▶ _REQUIRED WORK_
(a) Reproduce word for word the part of the passage on play and learning that opens with the words containing "There are some" and closes with "Generation of Geniuses.".
(b) Summarize the passage on play and learning in two sentences.
____ PASSAGE FOR REVIEW
This is something that the great paediatrician and psychoanalyst Donald Winnicott wrote about many decades ago [5]. I see time and time again in my work that children who seem to have no capacity for imagination or playfulness, who are full of fear, rage or stress, slowly come to relax and feel calmer, develop more belief that the world is a safe place. Suddenly seemingly out of nowhere, almost miraculously, creative and imaginative play seems to develop, and at this point a whole host of psychological developments occur. This often includes their educational performance improving dramatically, friendships improving, higher IQ scores and better friendhsips.

There are some exciting trends in education just now, which are asserting the importance of self-led learning, trusting the learner, using imagination and allowing people to follow their own interests. These include the extraordinary explosion of free university courses available on sites such as Coursera , or the kind of independent learning encouraged by the phenomenon that is the Khan Academy. Many people are following this trend with exciting results (eg here). There are many amazing stories of similar developments, in the third world.  One of the great tales is this one, of children in poverty being saved from the numbing boredom of enforced rote learning and being freed up to follow their own hearts and interests. Read this article for inspiration How a Radical New Teaching Method Could Unleash a Generation of Geniuses.
________
____ DATA RECORDS
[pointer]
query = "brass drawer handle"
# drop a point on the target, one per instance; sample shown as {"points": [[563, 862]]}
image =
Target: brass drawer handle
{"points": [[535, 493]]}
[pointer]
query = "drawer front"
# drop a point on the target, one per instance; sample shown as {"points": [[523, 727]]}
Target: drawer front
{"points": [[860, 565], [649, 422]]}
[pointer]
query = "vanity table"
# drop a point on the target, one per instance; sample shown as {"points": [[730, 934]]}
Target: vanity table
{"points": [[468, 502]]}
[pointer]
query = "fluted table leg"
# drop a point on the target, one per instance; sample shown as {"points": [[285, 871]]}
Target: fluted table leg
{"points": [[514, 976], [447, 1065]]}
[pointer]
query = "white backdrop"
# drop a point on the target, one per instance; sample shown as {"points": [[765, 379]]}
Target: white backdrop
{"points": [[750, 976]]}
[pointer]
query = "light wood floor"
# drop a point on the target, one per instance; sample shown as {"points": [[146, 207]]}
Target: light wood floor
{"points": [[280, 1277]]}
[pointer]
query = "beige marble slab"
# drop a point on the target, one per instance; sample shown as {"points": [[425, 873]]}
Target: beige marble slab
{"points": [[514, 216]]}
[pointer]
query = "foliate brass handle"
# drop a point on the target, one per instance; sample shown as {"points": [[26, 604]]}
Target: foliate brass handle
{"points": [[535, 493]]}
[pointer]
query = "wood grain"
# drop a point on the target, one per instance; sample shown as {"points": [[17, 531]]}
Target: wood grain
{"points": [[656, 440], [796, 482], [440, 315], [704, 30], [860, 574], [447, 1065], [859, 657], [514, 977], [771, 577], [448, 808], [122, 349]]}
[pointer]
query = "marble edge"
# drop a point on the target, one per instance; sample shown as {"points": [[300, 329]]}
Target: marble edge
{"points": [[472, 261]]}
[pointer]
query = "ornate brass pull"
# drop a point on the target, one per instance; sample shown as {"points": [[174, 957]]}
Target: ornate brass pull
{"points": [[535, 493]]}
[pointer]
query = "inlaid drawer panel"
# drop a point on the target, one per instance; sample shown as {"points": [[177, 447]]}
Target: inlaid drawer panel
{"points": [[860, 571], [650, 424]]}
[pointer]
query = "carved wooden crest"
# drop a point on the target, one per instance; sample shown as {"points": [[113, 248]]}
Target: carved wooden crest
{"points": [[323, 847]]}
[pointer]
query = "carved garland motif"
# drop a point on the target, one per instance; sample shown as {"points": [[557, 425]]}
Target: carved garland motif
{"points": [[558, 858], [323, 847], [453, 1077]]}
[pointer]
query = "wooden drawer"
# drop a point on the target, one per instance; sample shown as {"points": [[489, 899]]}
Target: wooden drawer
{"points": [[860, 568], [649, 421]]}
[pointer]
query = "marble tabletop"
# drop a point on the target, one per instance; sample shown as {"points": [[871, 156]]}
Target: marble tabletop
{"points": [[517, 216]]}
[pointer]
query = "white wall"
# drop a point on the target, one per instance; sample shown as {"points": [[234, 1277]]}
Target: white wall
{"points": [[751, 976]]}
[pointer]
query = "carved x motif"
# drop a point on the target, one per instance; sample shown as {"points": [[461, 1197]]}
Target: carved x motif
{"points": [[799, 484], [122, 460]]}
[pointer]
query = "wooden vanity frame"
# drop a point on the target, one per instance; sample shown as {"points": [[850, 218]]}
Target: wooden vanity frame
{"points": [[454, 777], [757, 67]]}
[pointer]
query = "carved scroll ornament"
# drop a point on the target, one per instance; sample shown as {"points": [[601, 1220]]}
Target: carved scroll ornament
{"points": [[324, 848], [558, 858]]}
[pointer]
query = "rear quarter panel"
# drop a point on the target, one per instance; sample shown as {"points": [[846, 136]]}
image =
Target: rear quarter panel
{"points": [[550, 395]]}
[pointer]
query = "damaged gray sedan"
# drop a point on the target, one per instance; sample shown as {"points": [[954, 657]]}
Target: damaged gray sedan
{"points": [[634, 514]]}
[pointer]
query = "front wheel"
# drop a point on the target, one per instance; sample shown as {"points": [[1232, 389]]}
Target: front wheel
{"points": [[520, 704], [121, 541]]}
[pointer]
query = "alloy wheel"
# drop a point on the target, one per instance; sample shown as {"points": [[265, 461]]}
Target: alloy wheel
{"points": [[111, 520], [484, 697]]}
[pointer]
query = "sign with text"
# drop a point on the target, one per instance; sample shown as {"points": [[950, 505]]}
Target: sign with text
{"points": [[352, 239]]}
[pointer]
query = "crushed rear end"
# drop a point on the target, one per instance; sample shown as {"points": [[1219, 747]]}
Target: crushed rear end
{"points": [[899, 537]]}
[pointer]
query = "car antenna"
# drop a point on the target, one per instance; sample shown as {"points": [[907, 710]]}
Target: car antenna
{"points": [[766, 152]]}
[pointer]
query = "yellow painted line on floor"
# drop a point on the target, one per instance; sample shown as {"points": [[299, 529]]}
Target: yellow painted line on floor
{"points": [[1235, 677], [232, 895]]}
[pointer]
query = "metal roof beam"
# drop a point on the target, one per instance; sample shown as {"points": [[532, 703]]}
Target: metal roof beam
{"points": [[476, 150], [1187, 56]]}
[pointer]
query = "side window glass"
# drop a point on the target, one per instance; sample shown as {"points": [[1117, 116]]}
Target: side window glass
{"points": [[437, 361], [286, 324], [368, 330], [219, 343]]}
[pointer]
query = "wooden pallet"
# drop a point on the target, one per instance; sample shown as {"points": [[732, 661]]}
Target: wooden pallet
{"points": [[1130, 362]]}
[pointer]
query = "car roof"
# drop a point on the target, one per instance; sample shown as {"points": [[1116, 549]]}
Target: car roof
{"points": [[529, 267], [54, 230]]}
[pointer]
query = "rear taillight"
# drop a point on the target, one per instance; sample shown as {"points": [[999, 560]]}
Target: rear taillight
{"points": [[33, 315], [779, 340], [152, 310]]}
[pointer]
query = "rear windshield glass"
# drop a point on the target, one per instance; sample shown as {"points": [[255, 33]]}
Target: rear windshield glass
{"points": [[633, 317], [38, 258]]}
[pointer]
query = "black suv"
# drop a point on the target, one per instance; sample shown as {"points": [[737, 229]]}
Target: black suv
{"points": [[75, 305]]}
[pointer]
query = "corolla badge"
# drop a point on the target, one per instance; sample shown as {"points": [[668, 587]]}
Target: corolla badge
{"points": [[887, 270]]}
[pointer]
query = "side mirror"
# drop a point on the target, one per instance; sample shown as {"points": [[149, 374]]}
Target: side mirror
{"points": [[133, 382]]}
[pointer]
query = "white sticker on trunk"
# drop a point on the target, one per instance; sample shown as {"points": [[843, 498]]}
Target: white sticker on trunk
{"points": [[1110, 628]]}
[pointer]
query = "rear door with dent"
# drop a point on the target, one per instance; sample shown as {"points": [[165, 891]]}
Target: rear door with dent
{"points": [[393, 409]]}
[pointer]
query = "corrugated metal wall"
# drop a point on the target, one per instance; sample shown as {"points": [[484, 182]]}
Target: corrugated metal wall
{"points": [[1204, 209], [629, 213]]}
________
▶ _ANSWERS TO THE TASKS_
(a)
There are some exciting trends in education just now, which are asserting the importance of self-led learning, trusting the learner, using imagination and allowing people to follow their own interests. These include the extraordinary explosion of free university courses available on sites such as Coursera , or the kind of independent learning encouraged by the phenomenon that is the Khan Academy. Many people are following this trend with exciting results (eg here). There are many amazing stories of similar developments, in the third world.  One of the great tales is this one, of children in poverty being saved from the numbing boredom of enforced rote learning and being freed up to follow their own hearts and interests. Read this article for inspiration How a Radical New Teaching Method Could Unleash a Generation of Geniuses.

(b) Children who are full of fear, rage or stress and seem to lack imagination often grow calmer and come to believe the world is safe. Creative play then emerges along with gains such as better school performance and friendships, while current educational trends, including free university courses on Coursera and the independent learning of the Khan Academy, stress self-led learning, imagination and following one's own interests.